# Task details
With the pictures left aside, write out the entries that follow exactly.

(Image-grounded pointing data)
::::::::::

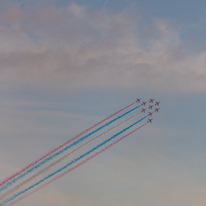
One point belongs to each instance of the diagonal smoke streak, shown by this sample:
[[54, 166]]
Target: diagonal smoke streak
[[14, 180], [61, 159], [78, 165], [67, 165], [59, 147]]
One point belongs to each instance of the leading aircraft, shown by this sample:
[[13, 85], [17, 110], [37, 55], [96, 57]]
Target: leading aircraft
[[143, 110], [149, 121], [150, 114], [157, 110], [151, 100], [157, 103], [138, 100], [150, 106]]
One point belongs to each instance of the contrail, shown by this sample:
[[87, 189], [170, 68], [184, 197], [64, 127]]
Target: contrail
[[57, 161], [5, 186], [59, 147], [78, 165], [67, 165]]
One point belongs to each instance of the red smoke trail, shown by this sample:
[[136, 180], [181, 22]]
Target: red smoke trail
[[78, 165], [54, 150]]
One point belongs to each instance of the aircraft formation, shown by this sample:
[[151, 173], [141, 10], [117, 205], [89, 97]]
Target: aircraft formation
[[152, 103], [12, 188]]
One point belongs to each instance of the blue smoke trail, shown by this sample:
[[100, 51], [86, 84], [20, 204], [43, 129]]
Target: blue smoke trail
[[14, 180], [67, 165]]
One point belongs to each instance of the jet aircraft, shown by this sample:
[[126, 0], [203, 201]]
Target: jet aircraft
[[143, 110], [150, 114], [138, 100], [157, 110], [149, 121], [150, 106]]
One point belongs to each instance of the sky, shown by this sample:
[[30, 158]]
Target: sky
[[66, 65]]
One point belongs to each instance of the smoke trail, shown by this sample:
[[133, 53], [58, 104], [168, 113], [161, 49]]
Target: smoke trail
[[61, 159], [67, 165], [59, 147], [76, 166], [61, 151]]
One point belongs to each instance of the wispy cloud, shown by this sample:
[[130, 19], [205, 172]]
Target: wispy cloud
[[77, 49]]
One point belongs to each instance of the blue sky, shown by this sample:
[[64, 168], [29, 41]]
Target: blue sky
[[66, 65]]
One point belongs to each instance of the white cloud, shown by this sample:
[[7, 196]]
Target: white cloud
[[74, 49]]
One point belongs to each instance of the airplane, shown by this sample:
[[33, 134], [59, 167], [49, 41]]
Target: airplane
[[149, 121], [150, 114], [138, 100], [151, 100], [157, 110], [150, 106], [143, 110]]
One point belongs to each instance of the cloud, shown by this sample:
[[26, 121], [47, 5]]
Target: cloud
[[72, 49]]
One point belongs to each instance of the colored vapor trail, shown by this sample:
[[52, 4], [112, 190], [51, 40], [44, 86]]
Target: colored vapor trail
[[14, 180], [73, 161], [59, 147], [61, 159], [78, 165]]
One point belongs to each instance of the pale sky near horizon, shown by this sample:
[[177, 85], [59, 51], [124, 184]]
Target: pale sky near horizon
[[66, 65]]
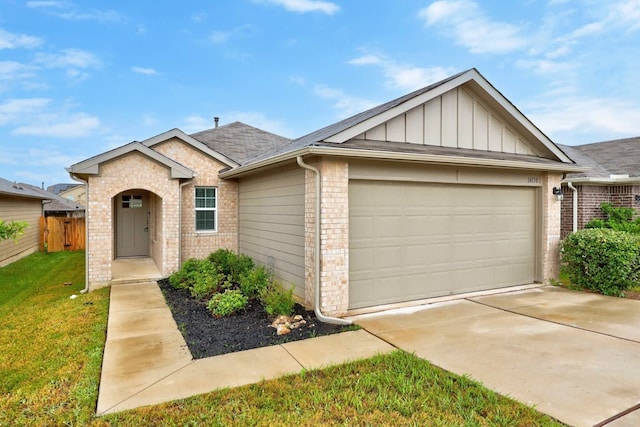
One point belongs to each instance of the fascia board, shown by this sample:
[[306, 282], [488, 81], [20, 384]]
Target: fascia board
[[177, 133]]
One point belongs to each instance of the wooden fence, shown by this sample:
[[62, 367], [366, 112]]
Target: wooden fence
[[62, 234]]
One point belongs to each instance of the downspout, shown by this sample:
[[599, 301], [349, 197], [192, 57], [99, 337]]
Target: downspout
[[180, 223], [86, 233], [574, 190], [316, 254]]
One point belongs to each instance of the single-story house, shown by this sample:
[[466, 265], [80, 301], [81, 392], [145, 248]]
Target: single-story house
[[612, 175], [19, 202], [446, 190]]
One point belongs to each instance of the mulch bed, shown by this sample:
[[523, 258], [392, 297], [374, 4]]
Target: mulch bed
[[208, 336]]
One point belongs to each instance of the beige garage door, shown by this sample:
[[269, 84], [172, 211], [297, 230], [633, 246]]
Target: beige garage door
[[410, 241]]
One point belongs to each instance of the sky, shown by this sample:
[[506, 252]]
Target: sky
[[78, 78]]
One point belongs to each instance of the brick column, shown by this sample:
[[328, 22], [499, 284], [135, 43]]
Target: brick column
[[334, 237], [551, 220]]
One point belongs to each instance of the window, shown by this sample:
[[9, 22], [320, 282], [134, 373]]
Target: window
[[206, 208]]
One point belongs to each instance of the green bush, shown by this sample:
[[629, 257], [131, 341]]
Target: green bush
[[207, 281], [232, 265], [187, 275], [227, 303], [254, 282], [277, 300], [602, 260]]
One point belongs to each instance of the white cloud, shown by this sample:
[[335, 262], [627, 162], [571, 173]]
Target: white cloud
[[15, 41], [13, 110], [145, 71], [404, 76], [584, 119], [69, 58], [468, 25], [303, 6], [54, 125], [345, 104]]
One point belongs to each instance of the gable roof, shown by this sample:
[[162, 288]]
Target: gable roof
[[239, 141], [92, 166], [20, 190], [337, 135], [608, 161]]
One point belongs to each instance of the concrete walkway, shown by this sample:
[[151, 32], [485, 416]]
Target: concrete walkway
[[574, 355], [146, 360]]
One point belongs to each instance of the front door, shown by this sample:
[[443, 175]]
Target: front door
[[132, 224]]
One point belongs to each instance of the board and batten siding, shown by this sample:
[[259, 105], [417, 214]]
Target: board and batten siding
[[20, 209], [456, 119], [271, 223]]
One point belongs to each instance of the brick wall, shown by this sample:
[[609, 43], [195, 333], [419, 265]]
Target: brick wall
[[334, 237], [201, 244], [590, 197], [551, 228], [169, 232]]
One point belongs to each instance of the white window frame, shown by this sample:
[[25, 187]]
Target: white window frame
[[206, 209]]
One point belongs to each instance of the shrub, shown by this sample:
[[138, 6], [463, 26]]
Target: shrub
[[207, 281], [277, 301], [602, 260], [227, 303], [186, 276], [254, 282], [232, 265]]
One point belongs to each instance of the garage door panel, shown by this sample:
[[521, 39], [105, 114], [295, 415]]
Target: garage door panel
[[415, 240]]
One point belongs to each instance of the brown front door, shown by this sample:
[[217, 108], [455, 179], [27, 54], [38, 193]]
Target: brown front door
[[132, 224]]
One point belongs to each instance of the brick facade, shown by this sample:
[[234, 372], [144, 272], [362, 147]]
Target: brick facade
[[334, 237], [590, 197], [172, 236]]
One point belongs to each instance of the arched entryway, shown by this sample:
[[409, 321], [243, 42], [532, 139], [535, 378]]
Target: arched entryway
[[133, 221]]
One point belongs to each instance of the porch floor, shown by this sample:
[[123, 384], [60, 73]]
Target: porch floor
[[134, 269]]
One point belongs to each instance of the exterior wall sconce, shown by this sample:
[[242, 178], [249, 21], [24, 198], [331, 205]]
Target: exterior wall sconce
[[557, 191]]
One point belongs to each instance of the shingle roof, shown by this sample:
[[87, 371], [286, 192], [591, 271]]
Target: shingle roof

::::::::::

# Exercise answer
One point belongs to each instance of the diagonal smoke streak, shown by this sample:
[[54, 166]]
Target: diagonal smoke streak
[[14, 180], [61, 159], [78, 165], [67, 165], [59, 147]]
One point belongs to each instance of the leading aircraft, shown by this sample:
[[13, 85], [17, 110], [37, 55], [96, 57]]
Target: leading aircraft
[[143, 110], [149, 121], [150, 114], [157, 110], [151, 100], [157, 103], [138, 100], [150, 106]]
One point belongs to each instance of the contrail, shown by this sample:
[[87, 189], [170, 68], [184, 197], [64, 127]]
Target: contrail
[[57, 161], [5, 186], [59, 147], [78, 165], [67, 165]]
One point belongs to each instance of the red smoke trail, shown by this sample:
[[136, 180], [181, 22]]
Target: red smoke trail
[[78, 165], [54, 150]]
One point belongs to each instance of the aircraft formation, shown by this sample:
[[151, 173], [141, 10], [117, 205], [89, 97]]
Target: aircraft formation
[[152, 103], [12, 188]]
One point belongs to each instance of the blue smoke trail, shown by this sample:
[[100, 51], [86, 84], [20, 204], [43, 129]]
Target: blue smoke trail
[[14, 180], [67, 165]]
One point belongs to each instance of the jet aircraft, shown by this sample:
[[126, 0], [203, 201]]
Target: jet aircraft
[[143, 110], [150, 114], [138, 100], [157, 110], [149, 121], [150, 106]]
One point belongs to each instance of the sky, shown by this sample:
[[30, 158]]
Target: sky
[[66, 65]]
One point belongs to each instance of the smoke trail, shown by this sample:
[[133, 53], [58, 104], [168, 113], [161, 49]]
Target: smoke trail
[[61, 159], [67, 165], [59, 147], [76, 166], [61, 151]]
One point belongs to each instance of the wispy cloud, shown by this sample:
[[130, 19], [205, 172]]
Target: wispy cloud
[[77, 49]]
One point belongs to each instance of the blue sky, shown by this sample:
[[64, 168], [29, 41]]
Target: blue sky
[[66, 65]]
One point belongs to each instance of the white cloud, shown by this sample:
[[7, 196]]
Target: white cloud
[[74, 49]]
One point belongs to each instance of the airplane, shown by this sample:
[[33, 134], [59, 167], [49, 41]]
Target: airplane
[[149, 121], [150, 114], [138, 100], [151, 100], [157, 110], [150, 106], [143, 110]]
One point belongs to each instance of the cloud, shown by this sample:
[[26, 121], [47, 5]]
Target: cloud
[[72, 49]]
One point belongs to each instance of the colored vapor trail, shown by this sample:
[[52, 4], [112, 190], [51, 40], [44, 86]]
Target: colored vapor trail
[[14, 180], [73, 161], [59, 147], [61, 159], [78, 165]]
One point belongs to each instance of the pale sky near horizon, shown by this sample:
[[177, 85], [59, 51], [124, 184]]
Target: pale sky near horizon
[[66, 65]]
One point belongs to each instance of the fascia board, shown by this sample:
[[306, 282], [488, 81], [20, 384]]
Target: fascia board
[[177, 133]]
One point belongs to each instance of the wooden fence, shown by this sample:
[[62, 367], [366, 112]]
Target: wooden fence
[[62, 234]]
One point belongs to each instance of the downspout, shown by this sample:
[[599, 301], [349, 197], [192, 57], [99, 337]]
Target: downspout
[[180, 223], [86, 233], [574, 190], [316, 254]]
One point belongs to each instance of the single-story house, shown by this sample:
[[466, 265], [80, 301], [81, 392], [145, 248]]
Target: single-story house
[[612, 175], [19, 202], [446, 190]]
One point belongs to each instance of the mulch bed, shown by this sample:
[[523, 258], [392, 297], [374, 4]]
Target: mulch bed
[[208, 336]]
One point belongs to each instance of the beige garage door, shown by this sample:
[[269, 84], [172, 211], [297, 230], [633, 246]]
Target: beige garage door
[[410, 241]]
One point belongs to each instance of the sky, shown by this sample:
[[506, 252]]
Target: sky
[[78, 78]]
One point belongs to each instance of the brick column, shown by this sample:
[[328, 22], [499, 284], [135, 43]]
Target: brick column
[[334, 237], [551, 220]]
One point belongs to each instance of the window, shown by this sample:
[[9, 22], [320, 282], [134, 373]]
Target: window
[[206, 208]]
One point belongs to each instance of the green bush, shown by this sample:
[[629, 257], [131, 341]]
Target: green bush
[[207, 281], [232, 265], [187, 275], [227, 303], [254, 282], [277, 300], [602, 260]]
One point belongs to each instance of the white cloud, shown by this sample:
[[335, 262], [627, 162], [571, 173]]
Target: white cloud
[[15, 41], [13, 110], [145, 71], [404, 76], [584, 119], [69, 58], [468, 25], [303, 6], [54, 125], [345, 104]]
One point belongs to each instance of the gable roof, shown by this sample:
[[162, 288]]
Target: gable roof
[[239, 141], [92, 166], [20, 190], [337, 135], [608, 161]]
One point belongs to each instance of the concrete walkway, shown by this sample:
[[151, 32], [485, 416]]
Target: concrete walkway
[[574, 355], [146, 360]]
One point belongs to each instance of the front door, shown by this sample:
[[443, 175]]
Target: front door
[[132, 224]]
One point belongs to each instance of the board and batten siding, shown by this sample:
[[259, 105], [417, 214]]
Target: board and batten siding
[[20, 209], [456, 119], [271, 223]]
One point belongs to each instance of the brick wall, shown by this sample:
[[609, 43], [195, 333], [419, 265]]
Target: brick wall
[[334, 237], [201, 244], [590, 197], [551, 228], [169, 232]]
One point belongs to each instance of the white window frame, shown by this sample:
[[25, 187]]
Target: white window frame
[[206, 209]]
One point belongs to each instance of the shrub, shown by this sample:
[[138, 6], [463, 26]]
Target: shrub
[[207, 281], [277, 301], [602, 260], [227, 303], [186, 276], [254, 282], [232, 265]]
One point belongs to each instance of the garage door panel, shown by this sample:
[[521, 39], [105, 114], [295, 415]]
Target: garage door panel
[[415, 240]]
One point belongs to each instance of the brown front door, shown by this sample:
[[217, 108], [455, 179], [27, 54], [38, 193]]
Target: brown front door
[[132, 224]]
One point belongs to each instance of the brick facade, shown by this sample:
[[234, 372], [144, 272], [362, 147]]
Target: brick facade
[[334, 237], [590, 197], [172, 236]]
One point belongs to each instance of the arched entryway, shown by this sample:
[[409, 321], [243, 42], [532, 139], [535, 378]]
Target: arched entryway
[[133, 221]]
One point belongs to each instance of the porch floor, shown by this sample:
[[123, 384], [60, 73]]
Target: porch floor
[[134, 269]]
One point belongs to each instance of the exterior wall sconce, shown by this sample:
[[242, 178], [249, 21], [24, 198], [331, 205]]
Target: exterior wall sconce
[[557, 191]]
One point belongs to each instance of the shingle roof, shown by this sample:
[[87, 371], [286, 192], [591, 271]]
Target: shingle roof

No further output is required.